THE EXERCISE
Reproduce only the rows between the line holding "of the reed;" and the line holding "of the brown", inclusive. Keep the request lines unchanged, and scale every point coordinate in the answers by 1.15, rounding to whole numbers with halves rounded up.

** begin DATA FOR THE TASK **

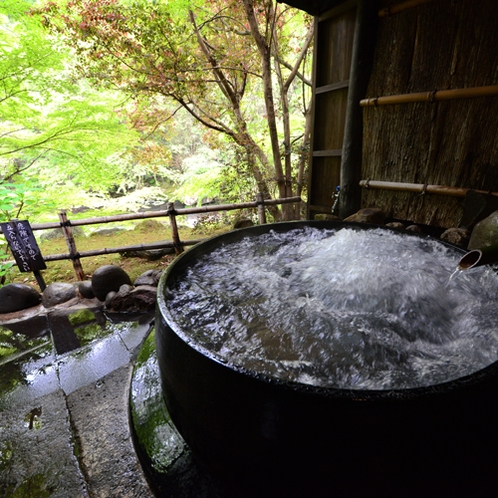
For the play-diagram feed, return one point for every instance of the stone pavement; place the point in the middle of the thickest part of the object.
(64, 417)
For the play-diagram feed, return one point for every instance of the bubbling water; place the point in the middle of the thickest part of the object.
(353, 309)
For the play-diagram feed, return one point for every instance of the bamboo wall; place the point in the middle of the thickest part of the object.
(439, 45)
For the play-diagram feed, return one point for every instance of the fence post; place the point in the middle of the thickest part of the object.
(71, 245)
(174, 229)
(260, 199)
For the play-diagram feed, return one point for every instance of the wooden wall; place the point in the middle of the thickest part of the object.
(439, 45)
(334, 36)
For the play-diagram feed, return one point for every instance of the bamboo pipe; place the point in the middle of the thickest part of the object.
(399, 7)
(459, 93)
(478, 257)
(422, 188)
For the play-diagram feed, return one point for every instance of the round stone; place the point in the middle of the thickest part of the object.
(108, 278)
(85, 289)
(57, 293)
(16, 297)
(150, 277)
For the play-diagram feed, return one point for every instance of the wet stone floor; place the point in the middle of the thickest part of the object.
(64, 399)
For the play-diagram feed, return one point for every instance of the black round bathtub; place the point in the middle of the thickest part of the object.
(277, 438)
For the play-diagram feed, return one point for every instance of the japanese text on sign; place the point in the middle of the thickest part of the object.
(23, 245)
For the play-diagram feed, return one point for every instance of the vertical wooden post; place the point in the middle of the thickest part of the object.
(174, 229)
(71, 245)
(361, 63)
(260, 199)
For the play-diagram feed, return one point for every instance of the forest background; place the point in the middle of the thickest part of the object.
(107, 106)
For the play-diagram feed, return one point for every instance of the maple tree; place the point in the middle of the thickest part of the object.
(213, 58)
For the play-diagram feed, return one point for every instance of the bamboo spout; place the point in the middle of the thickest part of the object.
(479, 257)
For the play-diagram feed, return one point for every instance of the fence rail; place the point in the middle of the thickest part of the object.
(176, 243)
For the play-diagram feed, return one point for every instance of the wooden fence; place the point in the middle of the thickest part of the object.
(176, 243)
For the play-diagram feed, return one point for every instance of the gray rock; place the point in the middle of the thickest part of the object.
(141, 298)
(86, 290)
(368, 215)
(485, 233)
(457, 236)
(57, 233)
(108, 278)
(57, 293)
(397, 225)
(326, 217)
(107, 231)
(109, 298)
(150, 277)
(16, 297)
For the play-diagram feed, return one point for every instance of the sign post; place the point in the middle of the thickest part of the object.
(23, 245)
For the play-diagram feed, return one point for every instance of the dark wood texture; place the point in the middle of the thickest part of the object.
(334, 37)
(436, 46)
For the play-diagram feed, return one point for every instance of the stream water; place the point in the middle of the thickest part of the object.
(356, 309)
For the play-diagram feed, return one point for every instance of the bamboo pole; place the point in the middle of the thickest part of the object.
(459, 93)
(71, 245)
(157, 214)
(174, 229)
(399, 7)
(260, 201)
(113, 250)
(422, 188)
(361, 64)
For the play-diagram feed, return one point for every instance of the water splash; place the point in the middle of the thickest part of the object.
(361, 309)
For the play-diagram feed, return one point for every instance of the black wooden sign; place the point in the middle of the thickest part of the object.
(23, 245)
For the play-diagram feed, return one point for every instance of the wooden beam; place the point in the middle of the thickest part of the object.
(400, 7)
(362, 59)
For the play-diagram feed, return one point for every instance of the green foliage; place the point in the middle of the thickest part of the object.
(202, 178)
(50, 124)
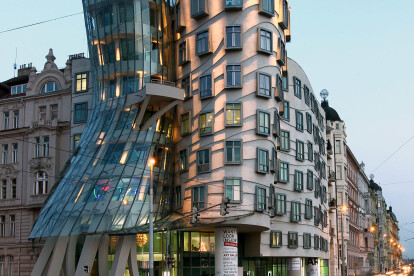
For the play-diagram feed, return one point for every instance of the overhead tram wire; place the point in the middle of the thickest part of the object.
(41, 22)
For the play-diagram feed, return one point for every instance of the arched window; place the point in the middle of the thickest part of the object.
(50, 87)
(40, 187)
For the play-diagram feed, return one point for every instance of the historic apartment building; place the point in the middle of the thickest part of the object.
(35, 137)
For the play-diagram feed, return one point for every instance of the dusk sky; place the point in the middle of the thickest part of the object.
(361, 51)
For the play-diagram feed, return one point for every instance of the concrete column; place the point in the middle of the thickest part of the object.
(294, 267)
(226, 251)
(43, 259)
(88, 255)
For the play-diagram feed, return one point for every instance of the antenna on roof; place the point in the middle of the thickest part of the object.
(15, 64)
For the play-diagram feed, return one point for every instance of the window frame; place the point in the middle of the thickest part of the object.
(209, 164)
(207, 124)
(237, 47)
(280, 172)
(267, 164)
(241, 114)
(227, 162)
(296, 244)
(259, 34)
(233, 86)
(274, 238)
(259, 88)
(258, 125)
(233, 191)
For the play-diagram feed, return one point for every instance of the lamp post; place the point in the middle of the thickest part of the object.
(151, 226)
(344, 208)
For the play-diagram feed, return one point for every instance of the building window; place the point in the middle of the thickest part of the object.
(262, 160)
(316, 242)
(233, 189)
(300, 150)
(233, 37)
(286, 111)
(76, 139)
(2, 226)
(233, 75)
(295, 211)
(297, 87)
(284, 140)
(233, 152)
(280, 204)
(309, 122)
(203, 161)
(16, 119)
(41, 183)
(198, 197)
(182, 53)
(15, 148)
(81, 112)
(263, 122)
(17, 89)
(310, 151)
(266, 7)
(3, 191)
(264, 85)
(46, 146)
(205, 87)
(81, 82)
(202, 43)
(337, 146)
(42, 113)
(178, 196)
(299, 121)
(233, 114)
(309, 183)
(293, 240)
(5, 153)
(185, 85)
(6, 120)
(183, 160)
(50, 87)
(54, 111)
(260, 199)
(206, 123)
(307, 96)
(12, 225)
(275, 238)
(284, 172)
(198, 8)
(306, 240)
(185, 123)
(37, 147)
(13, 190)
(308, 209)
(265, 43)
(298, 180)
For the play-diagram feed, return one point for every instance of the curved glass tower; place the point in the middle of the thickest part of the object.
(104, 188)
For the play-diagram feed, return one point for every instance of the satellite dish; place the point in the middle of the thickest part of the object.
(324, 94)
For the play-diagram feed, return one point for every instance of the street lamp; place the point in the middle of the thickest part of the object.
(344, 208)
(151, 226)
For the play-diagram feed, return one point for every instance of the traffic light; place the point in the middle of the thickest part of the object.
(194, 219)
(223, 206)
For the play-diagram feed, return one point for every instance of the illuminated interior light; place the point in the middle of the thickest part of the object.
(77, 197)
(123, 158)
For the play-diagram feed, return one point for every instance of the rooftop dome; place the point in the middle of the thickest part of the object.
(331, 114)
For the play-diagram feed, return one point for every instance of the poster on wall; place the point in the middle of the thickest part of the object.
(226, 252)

** end DATA FOR THE TASK **
** begin DATA FOR THE TASK **

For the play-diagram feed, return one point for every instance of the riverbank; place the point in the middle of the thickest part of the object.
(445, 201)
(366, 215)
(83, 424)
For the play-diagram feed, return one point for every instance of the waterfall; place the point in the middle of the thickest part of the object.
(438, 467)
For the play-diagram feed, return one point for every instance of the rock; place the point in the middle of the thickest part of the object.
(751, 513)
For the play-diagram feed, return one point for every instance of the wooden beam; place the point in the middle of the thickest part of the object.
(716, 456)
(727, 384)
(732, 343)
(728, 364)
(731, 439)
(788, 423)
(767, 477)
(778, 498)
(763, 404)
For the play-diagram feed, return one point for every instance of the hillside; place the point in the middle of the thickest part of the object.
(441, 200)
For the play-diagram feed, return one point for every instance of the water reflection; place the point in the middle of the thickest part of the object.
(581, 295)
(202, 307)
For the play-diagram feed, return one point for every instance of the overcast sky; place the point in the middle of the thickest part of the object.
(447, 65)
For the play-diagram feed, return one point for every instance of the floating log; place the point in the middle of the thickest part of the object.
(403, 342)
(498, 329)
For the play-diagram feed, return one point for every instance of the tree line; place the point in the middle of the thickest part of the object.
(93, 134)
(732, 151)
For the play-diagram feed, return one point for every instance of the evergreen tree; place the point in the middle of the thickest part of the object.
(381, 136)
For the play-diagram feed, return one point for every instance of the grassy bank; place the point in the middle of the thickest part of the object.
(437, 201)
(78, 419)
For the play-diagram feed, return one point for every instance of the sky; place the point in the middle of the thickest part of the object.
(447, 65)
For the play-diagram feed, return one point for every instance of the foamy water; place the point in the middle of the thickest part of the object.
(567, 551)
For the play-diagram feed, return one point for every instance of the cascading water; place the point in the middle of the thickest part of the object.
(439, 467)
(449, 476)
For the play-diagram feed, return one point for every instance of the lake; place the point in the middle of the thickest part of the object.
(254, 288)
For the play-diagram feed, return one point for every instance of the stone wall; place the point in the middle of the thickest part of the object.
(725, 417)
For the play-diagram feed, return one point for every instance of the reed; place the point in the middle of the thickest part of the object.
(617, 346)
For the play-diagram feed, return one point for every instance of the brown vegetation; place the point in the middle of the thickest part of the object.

** end DATA FOR THE TASK **

EXPECTED ANSWER
For the play-diagram feed, return one point for every instance of the reed; place the point in the middle of the thickest part of the object.
(710, 398)
For the play-diagram feed, return one point for every instance of the brown vegetation; place the point in the middle of the thickest part of the object.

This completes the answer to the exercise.